[Image location labeling entries]
[Begin]
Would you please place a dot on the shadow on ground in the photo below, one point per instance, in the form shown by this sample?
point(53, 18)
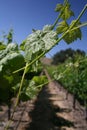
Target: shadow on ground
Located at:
point(44, 114)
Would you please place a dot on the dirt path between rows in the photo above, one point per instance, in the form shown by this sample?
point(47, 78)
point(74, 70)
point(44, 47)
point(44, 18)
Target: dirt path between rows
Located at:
point(49, 111)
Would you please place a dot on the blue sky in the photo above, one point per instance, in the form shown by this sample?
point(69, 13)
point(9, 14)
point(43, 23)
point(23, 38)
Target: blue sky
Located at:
point(23, 15)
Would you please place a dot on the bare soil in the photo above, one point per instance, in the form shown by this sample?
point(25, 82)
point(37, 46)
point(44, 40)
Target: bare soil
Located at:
point(49, 111)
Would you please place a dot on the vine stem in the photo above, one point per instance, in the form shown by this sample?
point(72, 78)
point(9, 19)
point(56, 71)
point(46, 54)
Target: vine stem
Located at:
point(70, 29)
point(42, 54)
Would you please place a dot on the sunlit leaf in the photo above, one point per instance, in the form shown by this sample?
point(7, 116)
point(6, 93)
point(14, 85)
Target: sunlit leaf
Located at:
point(62, 27)
point(64, 10)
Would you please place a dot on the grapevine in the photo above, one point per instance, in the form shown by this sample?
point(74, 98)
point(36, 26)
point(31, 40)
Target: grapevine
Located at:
point(14, 66)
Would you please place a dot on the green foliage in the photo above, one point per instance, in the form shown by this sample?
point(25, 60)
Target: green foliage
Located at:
point(10, 60)
point(72, 75)
point(38, 42)
point(33, 87)
point(63, 55)
point(2, 46)
point(74, 34)
point(64, 10)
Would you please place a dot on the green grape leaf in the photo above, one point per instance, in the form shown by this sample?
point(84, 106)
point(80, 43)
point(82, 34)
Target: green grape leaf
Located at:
point(74, 34)
point(62, 27)
point(2, 46)
point(65, 11)
point(38, 42)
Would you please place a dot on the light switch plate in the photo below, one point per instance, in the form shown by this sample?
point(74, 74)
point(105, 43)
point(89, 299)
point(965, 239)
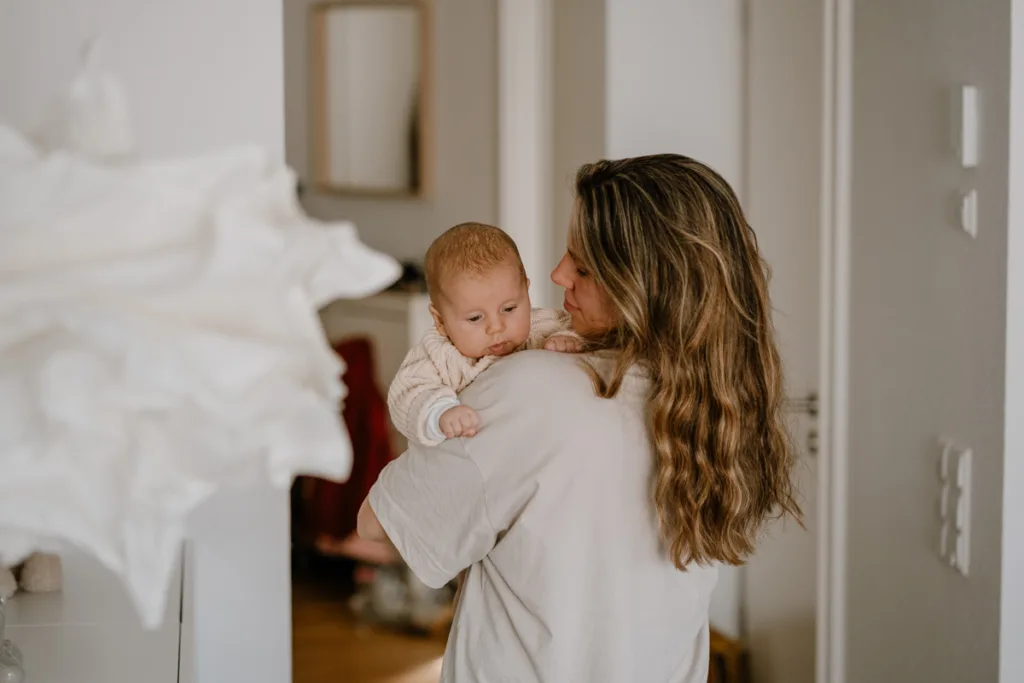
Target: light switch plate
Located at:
point(967, 123)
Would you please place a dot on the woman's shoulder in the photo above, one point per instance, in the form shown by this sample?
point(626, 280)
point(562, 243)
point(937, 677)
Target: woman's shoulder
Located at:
point(539, 378)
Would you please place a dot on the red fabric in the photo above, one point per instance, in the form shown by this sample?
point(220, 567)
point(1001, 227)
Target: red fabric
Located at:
point(330, 508)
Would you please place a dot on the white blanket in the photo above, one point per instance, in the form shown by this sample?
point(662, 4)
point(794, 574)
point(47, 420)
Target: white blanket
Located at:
point(159, 340)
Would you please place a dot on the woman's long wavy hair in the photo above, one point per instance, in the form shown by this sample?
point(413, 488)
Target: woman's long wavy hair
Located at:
point(667, 240)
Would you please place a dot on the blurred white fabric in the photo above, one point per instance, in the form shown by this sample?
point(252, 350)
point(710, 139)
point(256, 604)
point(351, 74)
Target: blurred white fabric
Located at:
point(159, 338)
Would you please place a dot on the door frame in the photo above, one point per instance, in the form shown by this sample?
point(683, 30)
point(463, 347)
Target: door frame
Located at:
point(525, 119)
point(834, 338)
point(525, 123)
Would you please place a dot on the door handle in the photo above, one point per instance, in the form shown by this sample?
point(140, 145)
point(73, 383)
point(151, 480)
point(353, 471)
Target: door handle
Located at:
point(806, 406)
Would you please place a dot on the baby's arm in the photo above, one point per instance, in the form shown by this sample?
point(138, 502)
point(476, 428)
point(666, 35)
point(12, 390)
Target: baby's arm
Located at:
point(552, 330)
point(424, 408)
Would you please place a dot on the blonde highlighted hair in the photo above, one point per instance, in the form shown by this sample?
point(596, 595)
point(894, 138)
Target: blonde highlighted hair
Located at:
point(667, 240)
point(468, 249)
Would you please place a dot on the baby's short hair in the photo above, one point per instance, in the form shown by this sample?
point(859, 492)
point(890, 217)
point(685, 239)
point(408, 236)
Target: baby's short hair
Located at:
point(469, 248)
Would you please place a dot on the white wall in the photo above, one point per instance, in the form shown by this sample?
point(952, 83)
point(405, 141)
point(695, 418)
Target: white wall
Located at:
point(675, 82)
point(465, 133)
point(1012, 598)
point(928, 339)
point(201, 74)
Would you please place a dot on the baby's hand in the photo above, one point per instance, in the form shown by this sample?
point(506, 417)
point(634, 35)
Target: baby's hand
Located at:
point(460, 421)
point(564, 344)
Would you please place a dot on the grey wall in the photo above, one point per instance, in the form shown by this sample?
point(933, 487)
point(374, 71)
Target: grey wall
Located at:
point(579, 99)
point(928, 321)
point(465, 131)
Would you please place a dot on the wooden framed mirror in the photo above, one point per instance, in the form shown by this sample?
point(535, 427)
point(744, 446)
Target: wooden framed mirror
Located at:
point(370, 87)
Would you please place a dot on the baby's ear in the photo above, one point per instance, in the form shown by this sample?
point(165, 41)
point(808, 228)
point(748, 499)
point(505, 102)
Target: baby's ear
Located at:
point(438, 323)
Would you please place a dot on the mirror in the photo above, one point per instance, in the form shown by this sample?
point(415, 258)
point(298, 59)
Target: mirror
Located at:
point(370, 92)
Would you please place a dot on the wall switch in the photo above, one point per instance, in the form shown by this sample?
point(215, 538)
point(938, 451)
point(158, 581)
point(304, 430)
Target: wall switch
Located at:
point(966, 125)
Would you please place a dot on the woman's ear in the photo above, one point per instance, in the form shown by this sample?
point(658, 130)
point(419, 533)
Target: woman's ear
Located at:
point(438, 323)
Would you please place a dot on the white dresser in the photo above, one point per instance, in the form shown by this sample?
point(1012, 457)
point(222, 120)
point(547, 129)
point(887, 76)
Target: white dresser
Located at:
point(90, 633)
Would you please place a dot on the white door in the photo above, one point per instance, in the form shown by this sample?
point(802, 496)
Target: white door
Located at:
point(784, 51)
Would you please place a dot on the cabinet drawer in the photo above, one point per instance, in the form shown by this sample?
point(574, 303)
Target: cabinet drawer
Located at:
point(97, 652)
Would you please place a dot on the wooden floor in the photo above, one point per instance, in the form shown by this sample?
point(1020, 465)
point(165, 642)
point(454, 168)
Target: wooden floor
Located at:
point(330, 647)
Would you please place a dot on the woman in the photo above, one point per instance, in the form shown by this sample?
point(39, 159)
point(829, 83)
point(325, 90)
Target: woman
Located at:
point(596, 503)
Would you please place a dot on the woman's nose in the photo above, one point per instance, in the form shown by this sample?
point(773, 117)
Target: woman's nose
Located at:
point(561, 274)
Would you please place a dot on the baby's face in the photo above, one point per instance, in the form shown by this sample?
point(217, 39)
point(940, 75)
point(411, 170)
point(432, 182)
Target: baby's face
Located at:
point(485, 314)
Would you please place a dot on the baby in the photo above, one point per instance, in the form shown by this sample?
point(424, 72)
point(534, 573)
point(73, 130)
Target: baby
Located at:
point(479, 300)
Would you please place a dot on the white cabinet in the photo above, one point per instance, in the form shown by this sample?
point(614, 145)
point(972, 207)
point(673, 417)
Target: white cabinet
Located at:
point(90, 633)
point(394, 321)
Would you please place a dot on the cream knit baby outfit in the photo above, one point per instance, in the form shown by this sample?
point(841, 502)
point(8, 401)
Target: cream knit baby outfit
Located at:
point(434, 372)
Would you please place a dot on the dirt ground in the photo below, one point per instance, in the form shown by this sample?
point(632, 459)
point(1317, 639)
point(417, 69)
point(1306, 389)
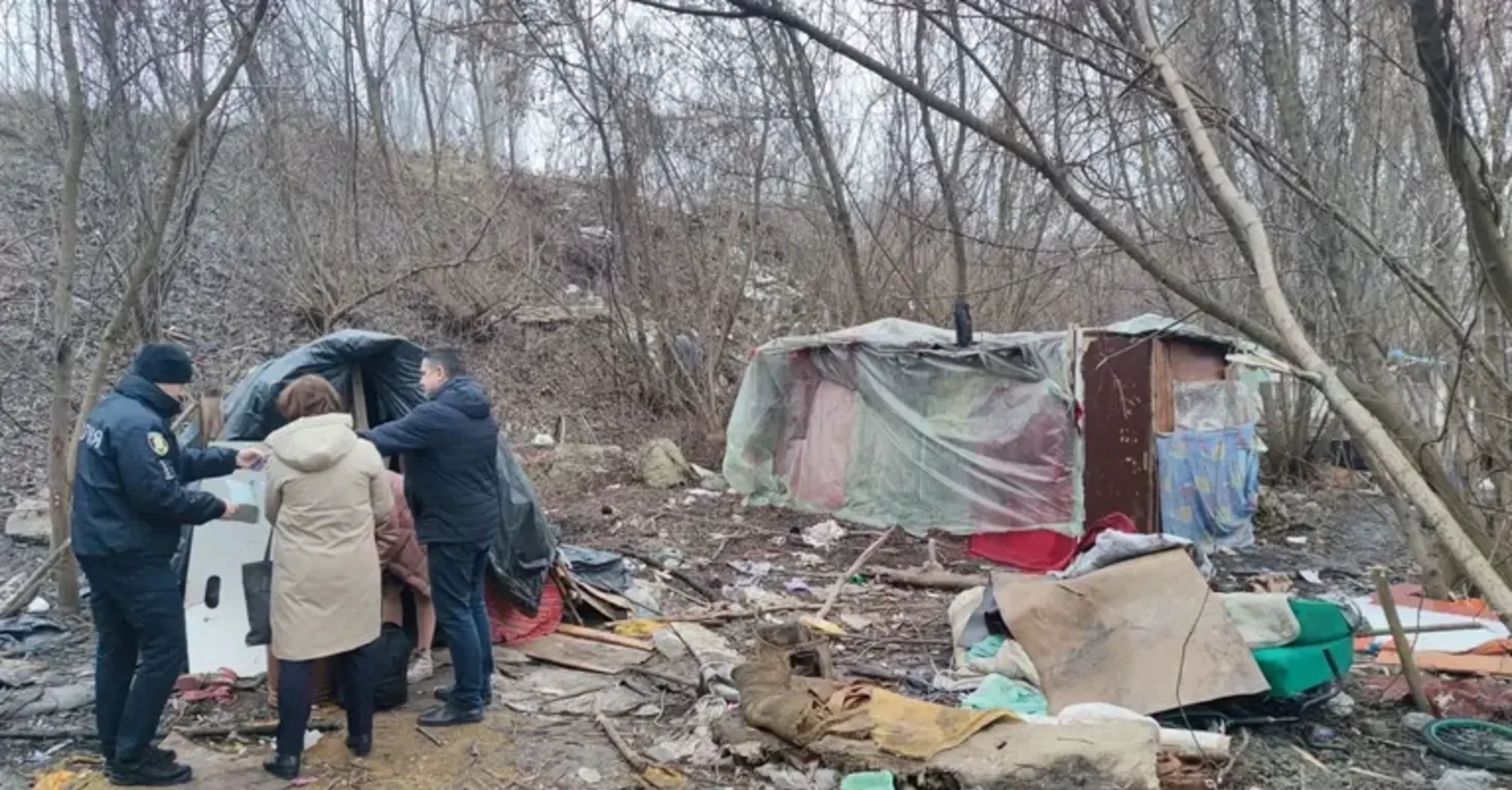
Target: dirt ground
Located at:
point(712, 539)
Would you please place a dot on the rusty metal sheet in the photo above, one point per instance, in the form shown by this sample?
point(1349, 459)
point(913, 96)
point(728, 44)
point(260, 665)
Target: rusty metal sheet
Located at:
point(1119, 430)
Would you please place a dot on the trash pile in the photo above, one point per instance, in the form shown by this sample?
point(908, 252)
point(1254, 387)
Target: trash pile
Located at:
point(664, 668)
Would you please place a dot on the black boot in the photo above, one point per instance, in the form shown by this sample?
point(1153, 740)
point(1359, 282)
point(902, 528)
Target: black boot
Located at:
point(150, 770)
point(360, 745)
point(449, 715)
point(153, 752)
point(283, 766)
point(445, 695)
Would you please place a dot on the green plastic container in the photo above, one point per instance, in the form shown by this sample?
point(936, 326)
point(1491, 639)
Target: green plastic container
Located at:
point(1304, 665)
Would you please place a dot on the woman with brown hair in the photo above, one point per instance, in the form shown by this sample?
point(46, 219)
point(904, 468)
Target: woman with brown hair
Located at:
point(404, 565)
point(327, 489)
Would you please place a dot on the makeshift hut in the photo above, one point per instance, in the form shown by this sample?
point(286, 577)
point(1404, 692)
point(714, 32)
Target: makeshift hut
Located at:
point(378, 377)
point(1028, 442)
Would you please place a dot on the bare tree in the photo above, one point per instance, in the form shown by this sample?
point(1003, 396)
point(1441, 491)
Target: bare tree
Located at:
point(59, 424)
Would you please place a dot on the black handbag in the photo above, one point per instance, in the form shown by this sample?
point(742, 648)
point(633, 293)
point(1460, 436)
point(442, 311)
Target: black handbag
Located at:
point(257, 586)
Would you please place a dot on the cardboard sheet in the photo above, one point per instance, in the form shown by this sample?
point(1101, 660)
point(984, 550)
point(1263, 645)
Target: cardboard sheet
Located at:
point(1130, 634)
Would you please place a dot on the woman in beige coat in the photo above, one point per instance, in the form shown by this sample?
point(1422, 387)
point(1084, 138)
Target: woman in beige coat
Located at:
point(326, 492)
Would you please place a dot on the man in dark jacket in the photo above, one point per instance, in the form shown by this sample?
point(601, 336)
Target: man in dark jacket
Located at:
point(129, 507)
point(451, 483)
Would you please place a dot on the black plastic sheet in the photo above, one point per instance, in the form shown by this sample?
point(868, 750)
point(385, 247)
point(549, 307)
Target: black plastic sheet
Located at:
point(525, 544)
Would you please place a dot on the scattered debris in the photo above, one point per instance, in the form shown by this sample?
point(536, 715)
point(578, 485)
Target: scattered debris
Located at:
point(871, 779)
point(1416, 722)
point(824, 535)
point(1340, 706)
point(31, 521)
point(575, 460)
point(652, 773)
point(41, 701)
point(663, 466)
point(1465, 779)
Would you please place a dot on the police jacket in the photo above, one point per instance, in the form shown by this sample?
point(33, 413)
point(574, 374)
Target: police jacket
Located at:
point(451, 468)
point(129, 482)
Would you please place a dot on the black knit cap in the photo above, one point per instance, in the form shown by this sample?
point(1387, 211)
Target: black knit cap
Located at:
point(164, 363)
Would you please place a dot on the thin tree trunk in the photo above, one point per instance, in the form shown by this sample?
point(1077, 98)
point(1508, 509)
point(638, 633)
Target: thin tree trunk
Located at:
point(150, 251)
point(1255, 241)
point(61, 409)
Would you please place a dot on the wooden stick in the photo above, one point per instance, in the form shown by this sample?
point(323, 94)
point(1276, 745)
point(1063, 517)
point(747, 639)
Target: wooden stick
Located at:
point(733, 615)
point(1401, 637)
point(935, 579)
point(853, 570)
point(637, 761)
point(606, 636)
point(34, 583)
point(1431, 628)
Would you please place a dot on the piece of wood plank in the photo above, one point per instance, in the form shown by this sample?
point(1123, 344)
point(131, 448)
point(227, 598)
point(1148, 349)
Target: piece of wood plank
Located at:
point(573, 652)
point(1453, 664)
point(1401, 639)
point(607, 637)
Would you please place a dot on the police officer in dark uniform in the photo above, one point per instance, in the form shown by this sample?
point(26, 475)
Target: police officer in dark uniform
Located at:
point(129, 507)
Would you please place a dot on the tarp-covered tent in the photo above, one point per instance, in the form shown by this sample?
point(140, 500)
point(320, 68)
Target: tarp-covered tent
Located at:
point(525, 544)
point(1022, 441)
point(891, 424)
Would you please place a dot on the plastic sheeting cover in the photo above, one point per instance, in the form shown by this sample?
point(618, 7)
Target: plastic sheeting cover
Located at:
point(525, 544)
point(892, 424)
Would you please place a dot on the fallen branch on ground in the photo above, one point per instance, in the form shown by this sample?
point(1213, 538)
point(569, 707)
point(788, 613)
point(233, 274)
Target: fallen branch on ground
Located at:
point(732, 615)
point(676, 573)
point(935, 579)
point(607, 637)
point(853, 570)
point(430, 736)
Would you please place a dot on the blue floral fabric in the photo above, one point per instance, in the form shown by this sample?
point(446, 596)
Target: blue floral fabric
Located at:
point(1210, 485)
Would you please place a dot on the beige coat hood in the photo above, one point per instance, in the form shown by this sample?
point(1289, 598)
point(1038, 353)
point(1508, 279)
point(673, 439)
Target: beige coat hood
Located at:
point(314, 444)
point(326, 492)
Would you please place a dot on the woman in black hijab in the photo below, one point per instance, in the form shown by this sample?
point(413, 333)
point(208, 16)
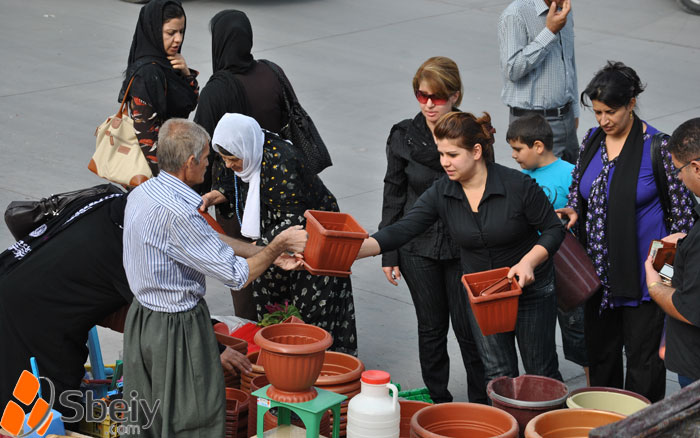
[End]
> _TASK STATEMENT_
Count the lines of the records above that contain the string "mirror", treating case as significant, and reply with only the number.

> _WRITTEN ANSWER_
4